▶ [To do]: In the copy, every record below must appear exactly as given, and no picture may appear.

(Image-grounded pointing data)
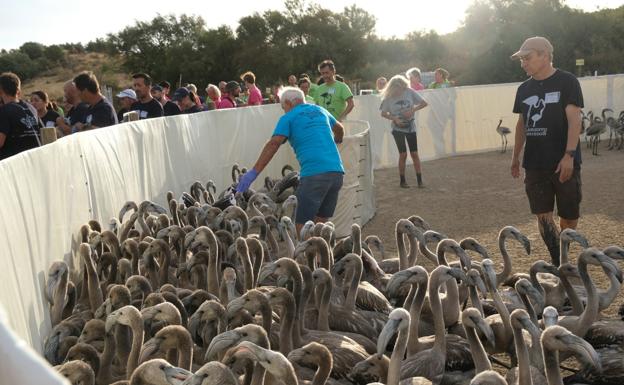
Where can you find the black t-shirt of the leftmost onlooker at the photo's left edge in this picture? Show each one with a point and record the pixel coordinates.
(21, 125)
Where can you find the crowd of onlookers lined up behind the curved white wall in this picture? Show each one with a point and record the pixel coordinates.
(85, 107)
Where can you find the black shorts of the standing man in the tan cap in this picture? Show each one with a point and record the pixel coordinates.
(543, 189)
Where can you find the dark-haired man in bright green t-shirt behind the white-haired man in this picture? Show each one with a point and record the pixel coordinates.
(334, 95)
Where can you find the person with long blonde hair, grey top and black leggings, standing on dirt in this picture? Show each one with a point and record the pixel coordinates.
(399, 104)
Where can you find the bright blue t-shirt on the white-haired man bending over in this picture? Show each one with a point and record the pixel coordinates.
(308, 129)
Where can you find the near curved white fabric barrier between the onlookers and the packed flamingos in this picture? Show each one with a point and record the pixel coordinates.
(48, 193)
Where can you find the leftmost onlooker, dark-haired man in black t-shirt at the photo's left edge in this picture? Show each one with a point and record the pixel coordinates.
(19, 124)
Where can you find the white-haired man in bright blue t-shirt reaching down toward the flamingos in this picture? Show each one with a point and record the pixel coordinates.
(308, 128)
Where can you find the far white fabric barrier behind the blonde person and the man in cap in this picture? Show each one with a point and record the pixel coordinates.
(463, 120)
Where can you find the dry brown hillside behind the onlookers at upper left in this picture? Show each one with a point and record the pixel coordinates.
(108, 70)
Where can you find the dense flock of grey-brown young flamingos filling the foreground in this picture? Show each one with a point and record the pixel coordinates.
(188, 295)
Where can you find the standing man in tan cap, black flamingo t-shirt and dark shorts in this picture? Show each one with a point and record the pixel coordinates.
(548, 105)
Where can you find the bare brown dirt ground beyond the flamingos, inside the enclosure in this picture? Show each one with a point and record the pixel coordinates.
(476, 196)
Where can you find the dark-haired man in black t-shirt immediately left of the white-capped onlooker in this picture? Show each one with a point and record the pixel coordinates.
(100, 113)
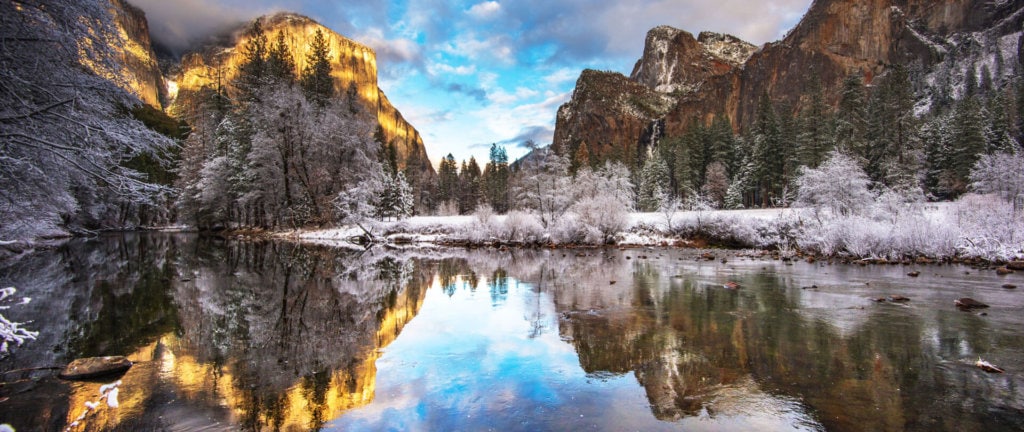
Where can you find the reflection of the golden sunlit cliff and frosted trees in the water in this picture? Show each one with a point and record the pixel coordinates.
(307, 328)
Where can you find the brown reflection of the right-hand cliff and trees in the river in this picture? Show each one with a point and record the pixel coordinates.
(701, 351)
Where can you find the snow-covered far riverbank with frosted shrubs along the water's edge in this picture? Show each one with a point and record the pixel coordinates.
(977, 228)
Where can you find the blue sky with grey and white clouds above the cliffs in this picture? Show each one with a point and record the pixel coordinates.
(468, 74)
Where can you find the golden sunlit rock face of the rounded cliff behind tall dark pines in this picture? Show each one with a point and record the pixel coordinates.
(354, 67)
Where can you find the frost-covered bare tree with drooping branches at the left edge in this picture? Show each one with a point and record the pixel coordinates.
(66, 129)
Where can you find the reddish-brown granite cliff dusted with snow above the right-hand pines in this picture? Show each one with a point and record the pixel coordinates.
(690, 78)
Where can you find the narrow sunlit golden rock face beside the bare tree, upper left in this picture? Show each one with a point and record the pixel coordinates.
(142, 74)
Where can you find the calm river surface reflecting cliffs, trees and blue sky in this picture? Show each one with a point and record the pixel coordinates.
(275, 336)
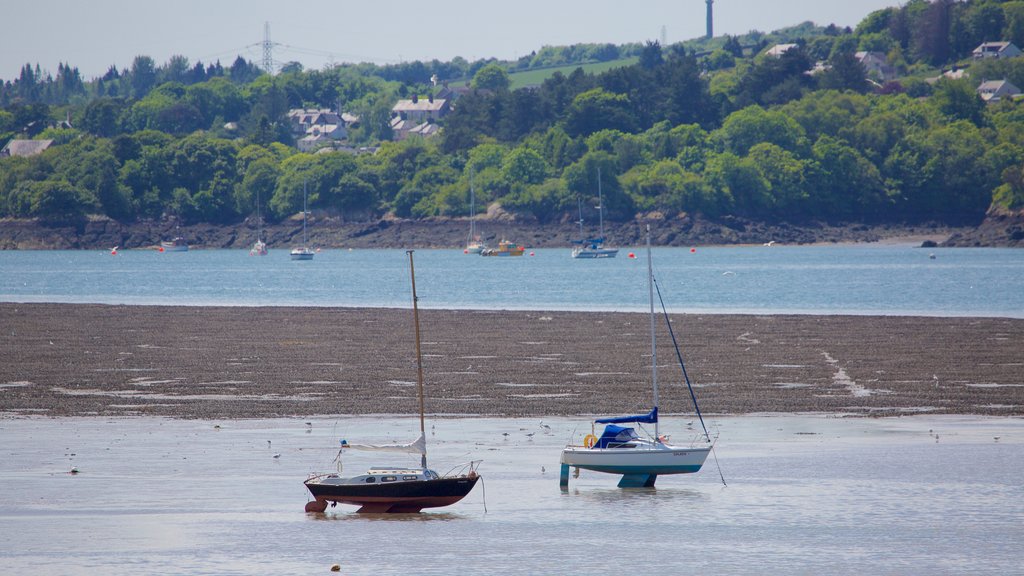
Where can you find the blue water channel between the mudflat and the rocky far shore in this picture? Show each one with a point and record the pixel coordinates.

▶ [Answer below]:
Where can you find the black t-shirt of the leftmost onlooker at the photo's left edge in this picture? Show each one with a point and record the pixel coordinates.
(21, 125)
Where can you find the crowd of onlookers lined up behind the curved white wall in this picture? Show each one with a point and record the pixel coordinates.
(85, 107)
Where can you find the black shorts of the standing man in the tan cap in this picture? Show each one with a point and record the pixel coordinates.
(543, 189)
Where can you find the dark-haired man in bright green t-shirt behind the white-haired man in this picture? Show each one with a point and record the pixel coordinates.
(334, 95)
Where can you find the person with long blonde hair, grey top and black leggings, standing on dirt in this picture? Show each one with a point and record the pixel coordinates.
(399, 104)
Where can you find the bright blue t-shirt on the white-haired man bending over in this picture? Show each one with a point and record the pixel coordinates.
(308, 129)
Where can you find the near curved white fabric barrier between the onlookers and the packed flamingos in this picture? Show each one with a point and record the pixel coordinates.
(48, 193)
Where can you find the leftmost onlooker, dark-haired man in black t-shirt at the photo's left edge in this picture? Show each one with a point and record the pixel coordinates.
(19, 124)
Where can you find the white-haired man in bright blue t-shirt reaching down toward the flamingos in this picture? Show each one with a point and record the pixel coordinates.
(308, 128)
Where can you find the far white fabric barrier behind the blonde person and the man in cap in this picture? Show each one with a point and record the pixel coordinates.
(463, 120)
Where can you find the dry brown hillside behind the onlookers at upper left in this picture? Show each one with a point and record the pixel coordinates.
(108, 70)
Where can you find the dense flock of grey-brown young flamingos filling the foreground in this picture? Show each one with a point and record the pixel coordinates.
(188, 295)
Where can you find the standing man in tan cap, black flamingo t-shirt and dark shorts in this picture? Show each one with a point and record the pixel coordinates.
(548, 105)
Where can you find the bare brown dirt ground beyond the flamingos, inside the enclosure in this picture? Show each one with a point and record the pixel coordinates.
(476, 196)
Where can you find the dark-haired man in black t-shirt immediately left of the white-capped onlooker in this picture? Show each one with a point and record the pixel coordinates.
(100, 113)
Where can you find the reflection of the golden sunlit cliff and frosted trees in the water in this picture? Show each one with a point and record the pixel coordinates.
(307, 328)
Where can you find the brown reflection of the right-hand cliff and trees in the river in this picture? Show each one with a point and record the pixel coordinates.
(701, 351)
Where can you find the snow-covered far riverbank with frosted shrubs along the water's edge in this picture? Show each one with a point and record the pixel coordinates.
(977, 228)
Where can you find the blue sky with grey and white clouds above the cliffs in this picture? Show each one with a point and record the pixel coordinates.
(468, 74)
Where can you find the golden sunlit rock face of the rounded cliff behind tall dark pines in this picture? Show each one with a point and record the pixel coordinates.
(354, 67)
Where can you find the frost-covered bare tree with drooping branches at the left edge in this picture? Show each one with a point and record the pixel coordinates.
(66, 129)
Where can you find the reddish-brown granite cliff dusted with snow above the right-hand pines in this picture? Show each one with a point and record the pixel coordinates.
(690, 78)
Where can you find the narrow sunlit golden rock face beside the bare tree, upper left in this picture? Show each one with a point and record the pixel coordinates.
(142, 74)
Where can you find the calm river surface reflecting cliffs, trees and blue sky in this picture? Show each one with a point and record the pixel coordinates.
(275, 336)
Where can you find the blue water channel between the mudflat and the rocky far shore in this picture? Show each one with a point and record the pixel coordinates.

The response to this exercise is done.